# What the exercise asks:
Transcribe the data that follows. Match it character for character.

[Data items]
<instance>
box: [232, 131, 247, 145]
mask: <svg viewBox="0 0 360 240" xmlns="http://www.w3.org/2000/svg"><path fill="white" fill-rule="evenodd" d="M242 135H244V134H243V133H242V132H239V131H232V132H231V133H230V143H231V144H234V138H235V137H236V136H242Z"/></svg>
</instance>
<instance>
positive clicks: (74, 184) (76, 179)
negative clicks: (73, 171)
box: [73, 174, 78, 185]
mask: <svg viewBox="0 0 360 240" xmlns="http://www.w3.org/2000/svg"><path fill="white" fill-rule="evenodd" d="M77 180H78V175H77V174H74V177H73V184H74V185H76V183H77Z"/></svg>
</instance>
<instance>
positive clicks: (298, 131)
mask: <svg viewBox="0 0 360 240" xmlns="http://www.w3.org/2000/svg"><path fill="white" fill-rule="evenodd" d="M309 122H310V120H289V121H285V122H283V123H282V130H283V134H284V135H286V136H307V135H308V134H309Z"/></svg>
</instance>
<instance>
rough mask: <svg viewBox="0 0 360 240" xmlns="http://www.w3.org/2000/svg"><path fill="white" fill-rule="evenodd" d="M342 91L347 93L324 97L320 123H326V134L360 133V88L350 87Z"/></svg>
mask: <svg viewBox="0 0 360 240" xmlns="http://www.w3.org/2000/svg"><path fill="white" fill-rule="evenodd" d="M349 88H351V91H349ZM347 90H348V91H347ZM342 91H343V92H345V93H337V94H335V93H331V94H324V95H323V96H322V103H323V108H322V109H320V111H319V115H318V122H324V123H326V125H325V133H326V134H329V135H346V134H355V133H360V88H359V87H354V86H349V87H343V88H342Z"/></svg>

# Exercise output:
<instance>
box: [232, 131, 247, 145]
mask: <svg viewBox="0 0 360 240" xmlns="http://www.w3.org/2000/svg"><path fill="white" fill-rule="evenodd" d="M242 135H244V134H243V133H242V132H239V131H232V132H231V133H230V143H231V144H234V138H235V137H236V136H242Z"/></svg>
</instance>
<instance>
positive clicks: (74, 184) (76, 179)
negative clicks: (73, 171)
box: [73, 174, 78, 185]
mask: <svg viewBox="0 0 360 240" xmlns="http://www.w3.org/2000/svg"><path fill="white" fill-rule="evenodd" d="M77 180H78V175H77V174H74V177H73V184H74V185H76V183H77Z"/></svg>
</instance>
<instance>
positive clicks: (298, 131)
mask: <svg viewBox="0 0 360 240" xmlns="http://www.w3.org/2000/svg"><path fill="white" fill-rule="evenodd" d="M309 122H310V120H289V121H285V122H283V123H282V130H283V134H284V135H286V136H307V135H308V134H309Z"/></svg>
</instance>
<instance>
rough mask: <svg viewBox="0 0 360 240" xmlns="http://www.w3.org/2000/svg"><path fill="white" fill-rule="evenodd" d="M342 91L347 93L324 97L320 123H326V134L360 133V88L350 87Z"/></svg>
mask: <svg viewBox="0 0 360 240" xmlns="http://www.w3.org/2000/svg"><path fill="white" fill-rule="evenodd" d="M349 88H351V91H349ZM347 90H348V91H347ZM342 91H343V92H345V93H337V94H335V93H331V94H324V95H323V96H322V103H323V108H322V109H320V111H319V115H318V122H324V123H326V125H325V133H326V134H329V135H346V134H355V133H360V88H359V87H354V86H349V87H343V88H342Z"/></svg>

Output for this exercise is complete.